Records excerpted from a collection:
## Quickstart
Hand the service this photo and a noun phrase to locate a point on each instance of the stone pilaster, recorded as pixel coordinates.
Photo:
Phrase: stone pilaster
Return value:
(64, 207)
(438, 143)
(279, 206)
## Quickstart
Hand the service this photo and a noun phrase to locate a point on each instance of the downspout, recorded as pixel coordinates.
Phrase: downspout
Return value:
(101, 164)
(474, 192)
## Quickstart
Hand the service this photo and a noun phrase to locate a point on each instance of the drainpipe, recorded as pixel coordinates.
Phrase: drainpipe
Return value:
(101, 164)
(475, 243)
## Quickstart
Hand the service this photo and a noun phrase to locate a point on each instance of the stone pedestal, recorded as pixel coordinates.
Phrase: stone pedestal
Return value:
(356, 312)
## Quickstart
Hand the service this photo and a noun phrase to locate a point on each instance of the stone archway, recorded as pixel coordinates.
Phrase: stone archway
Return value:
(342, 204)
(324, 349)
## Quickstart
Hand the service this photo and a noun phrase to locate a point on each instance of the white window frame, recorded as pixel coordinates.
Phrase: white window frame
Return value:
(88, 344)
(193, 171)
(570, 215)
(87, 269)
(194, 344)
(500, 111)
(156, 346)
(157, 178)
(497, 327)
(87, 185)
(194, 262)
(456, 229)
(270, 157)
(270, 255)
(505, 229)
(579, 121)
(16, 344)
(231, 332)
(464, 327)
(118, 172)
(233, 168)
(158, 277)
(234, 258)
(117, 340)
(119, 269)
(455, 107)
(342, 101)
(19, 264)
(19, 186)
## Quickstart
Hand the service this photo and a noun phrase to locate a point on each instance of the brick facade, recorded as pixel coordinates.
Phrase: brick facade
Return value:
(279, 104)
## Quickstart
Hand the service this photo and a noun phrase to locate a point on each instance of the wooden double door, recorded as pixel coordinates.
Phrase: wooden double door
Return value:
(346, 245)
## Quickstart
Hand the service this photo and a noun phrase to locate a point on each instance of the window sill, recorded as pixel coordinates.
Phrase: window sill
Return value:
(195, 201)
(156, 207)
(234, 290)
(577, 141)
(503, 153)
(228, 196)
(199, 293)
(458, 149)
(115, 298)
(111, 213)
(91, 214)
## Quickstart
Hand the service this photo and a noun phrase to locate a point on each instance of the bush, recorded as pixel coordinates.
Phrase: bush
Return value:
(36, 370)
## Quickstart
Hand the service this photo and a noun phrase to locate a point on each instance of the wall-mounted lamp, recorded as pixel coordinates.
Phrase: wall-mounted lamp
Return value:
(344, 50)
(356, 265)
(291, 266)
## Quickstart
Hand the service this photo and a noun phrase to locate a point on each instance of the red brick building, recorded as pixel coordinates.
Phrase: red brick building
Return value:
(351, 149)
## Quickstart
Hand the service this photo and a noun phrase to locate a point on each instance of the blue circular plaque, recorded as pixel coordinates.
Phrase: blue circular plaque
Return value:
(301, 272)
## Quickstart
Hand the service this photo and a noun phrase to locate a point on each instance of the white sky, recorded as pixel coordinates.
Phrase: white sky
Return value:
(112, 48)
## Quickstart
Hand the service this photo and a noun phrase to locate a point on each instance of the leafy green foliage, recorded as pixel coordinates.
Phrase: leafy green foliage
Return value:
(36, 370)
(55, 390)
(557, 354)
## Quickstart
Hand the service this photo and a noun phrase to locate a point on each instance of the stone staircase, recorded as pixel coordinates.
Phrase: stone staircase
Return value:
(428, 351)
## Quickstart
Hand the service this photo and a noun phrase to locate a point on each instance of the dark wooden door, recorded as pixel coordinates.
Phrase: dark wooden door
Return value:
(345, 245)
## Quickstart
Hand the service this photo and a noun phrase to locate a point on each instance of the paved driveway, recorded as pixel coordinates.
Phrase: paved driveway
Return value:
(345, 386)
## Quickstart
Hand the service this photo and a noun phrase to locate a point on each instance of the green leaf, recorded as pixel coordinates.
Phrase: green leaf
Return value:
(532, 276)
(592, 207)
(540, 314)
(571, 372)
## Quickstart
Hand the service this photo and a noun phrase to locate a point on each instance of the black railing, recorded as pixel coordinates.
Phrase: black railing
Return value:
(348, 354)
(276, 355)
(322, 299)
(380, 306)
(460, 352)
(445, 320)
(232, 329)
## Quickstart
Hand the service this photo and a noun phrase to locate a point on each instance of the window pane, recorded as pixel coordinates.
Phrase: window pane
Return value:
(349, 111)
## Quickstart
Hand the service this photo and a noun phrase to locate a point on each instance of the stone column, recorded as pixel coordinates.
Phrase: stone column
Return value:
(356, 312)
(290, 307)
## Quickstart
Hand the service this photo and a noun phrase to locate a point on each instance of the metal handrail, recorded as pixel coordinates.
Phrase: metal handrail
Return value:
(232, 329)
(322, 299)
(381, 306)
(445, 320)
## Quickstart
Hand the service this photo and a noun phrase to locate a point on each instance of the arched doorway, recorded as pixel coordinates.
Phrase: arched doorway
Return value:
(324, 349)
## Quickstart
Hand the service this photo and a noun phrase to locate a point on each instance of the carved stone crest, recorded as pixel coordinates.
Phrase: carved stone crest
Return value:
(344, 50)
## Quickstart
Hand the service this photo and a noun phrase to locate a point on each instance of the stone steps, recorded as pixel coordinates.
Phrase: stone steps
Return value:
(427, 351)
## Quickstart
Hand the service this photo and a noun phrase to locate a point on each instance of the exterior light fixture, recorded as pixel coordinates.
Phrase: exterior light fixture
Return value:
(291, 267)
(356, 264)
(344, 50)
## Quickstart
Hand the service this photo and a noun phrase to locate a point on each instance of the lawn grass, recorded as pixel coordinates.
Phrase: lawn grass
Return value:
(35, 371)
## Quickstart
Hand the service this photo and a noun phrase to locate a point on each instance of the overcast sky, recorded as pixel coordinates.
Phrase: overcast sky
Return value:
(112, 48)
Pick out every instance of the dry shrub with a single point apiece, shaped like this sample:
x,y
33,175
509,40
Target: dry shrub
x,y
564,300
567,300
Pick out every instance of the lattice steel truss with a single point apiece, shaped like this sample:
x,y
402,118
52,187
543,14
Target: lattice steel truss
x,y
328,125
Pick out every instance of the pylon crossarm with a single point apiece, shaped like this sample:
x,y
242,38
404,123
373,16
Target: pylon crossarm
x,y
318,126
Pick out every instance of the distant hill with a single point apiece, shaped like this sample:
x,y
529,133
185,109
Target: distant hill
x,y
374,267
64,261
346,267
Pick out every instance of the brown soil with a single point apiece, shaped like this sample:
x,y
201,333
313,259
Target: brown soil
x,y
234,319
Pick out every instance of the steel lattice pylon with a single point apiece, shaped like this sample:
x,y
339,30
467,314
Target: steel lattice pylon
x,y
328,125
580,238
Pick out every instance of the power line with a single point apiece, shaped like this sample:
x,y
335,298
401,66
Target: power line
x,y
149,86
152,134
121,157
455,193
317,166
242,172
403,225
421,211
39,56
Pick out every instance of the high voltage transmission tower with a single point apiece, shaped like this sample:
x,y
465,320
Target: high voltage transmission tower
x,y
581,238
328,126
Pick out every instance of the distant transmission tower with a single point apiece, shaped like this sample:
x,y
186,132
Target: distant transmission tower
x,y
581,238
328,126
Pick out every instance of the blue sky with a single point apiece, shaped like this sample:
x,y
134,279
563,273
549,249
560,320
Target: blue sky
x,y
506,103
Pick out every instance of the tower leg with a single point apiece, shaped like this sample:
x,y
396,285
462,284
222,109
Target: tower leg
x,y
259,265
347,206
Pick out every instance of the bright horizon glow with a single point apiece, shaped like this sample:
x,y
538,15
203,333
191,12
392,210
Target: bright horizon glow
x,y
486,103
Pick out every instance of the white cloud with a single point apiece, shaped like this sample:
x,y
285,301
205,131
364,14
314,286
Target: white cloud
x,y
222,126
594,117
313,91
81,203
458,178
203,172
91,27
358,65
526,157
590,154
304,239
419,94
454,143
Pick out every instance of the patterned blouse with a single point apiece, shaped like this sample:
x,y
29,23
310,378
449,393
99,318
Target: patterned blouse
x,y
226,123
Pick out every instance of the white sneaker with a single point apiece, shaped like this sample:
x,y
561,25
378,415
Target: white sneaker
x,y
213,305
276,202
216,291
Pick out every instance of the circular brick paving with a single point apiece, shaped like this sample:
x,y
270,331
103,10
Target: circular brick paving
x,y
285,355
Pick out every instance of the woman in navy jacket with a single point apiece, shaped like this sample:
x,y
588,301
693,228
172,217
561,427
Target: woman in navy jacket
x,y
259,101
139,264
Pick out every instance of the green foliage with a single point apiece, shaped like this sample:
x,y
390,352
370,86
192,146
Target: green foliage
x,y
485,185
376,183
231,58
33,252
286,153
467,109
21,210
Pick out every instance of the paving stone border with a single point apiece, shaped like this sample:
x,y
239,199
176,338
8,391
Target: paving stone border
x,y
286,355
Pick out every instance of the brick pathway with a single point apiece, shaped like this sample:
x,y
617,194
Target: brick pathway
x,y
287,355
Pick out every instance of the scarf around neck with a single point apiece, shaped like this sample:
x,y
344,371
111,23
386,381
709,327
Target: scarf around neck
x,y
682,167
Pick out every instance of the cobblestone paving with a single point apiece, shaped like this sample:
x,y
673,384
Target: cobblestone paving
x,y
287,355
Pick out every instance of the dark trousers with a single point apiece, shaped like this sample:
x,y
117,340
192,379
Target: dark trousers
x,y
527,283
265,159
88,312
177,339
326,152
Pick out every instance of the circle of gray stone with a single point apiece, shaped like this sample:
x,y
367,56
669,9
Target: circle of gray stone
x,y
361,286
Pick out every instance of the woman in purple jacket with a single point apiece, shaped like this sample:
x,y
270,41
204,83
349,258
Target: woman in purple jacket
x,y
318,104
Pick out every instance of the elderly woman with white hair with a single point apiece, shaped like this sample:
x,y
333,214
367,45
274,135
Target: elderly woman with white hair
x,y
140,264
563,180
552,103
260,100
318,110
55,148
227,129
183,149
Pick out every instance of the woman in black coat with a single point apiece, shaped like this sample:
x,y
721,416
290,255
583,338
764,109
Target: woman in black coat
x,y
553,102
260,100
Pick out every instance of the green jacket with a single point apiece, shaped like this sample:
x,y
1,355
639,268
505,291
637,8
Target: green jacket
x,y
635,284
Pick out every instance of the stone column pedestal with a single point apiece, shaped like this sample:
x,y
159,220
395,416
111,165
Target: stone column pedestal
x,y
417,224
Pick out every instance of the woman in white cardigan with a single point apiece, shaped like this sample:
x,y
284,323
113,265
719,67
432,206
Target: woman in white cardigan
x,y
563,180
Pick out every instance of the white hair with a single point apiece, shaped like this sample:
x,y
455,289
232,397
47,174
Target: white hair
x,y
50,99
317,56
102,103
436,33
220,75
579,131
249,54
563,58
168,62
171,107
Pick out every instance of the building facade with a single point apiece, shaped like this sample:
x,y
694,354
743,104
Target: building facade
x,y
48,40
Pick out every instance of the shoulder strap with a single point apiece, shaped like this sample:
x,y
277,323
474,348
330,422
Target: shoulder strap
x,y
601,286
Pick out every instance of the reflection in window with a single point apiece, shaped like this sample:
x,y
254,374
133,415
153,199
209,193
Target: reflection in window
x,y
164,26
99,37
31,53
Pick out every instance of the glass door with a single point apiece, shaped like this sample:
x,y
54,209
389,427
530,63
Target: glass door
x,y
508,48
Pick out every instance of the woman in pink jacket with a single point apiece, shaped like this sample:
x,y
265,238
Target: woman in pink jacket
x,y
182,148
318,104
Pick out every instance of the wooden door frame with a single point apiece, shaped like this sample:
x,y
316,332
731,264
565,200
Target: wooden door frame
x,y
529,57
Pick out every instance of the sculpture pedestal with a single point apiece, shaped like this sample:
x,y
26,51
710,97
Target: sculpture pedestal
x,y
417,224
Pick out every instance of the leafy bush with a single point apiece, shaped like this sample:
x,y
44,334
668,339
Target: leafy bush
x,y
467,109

• _PROBLEM REQUIREMENTS_
The answer must be every line of the records above that holds the word "light".

• _EXPECTED ANSWER_
Hand the service this photo and a noun phrase to locate a point on each instance of the exterior light fixture, recorded as pixel coordinates.
Phrase: exterior light fixture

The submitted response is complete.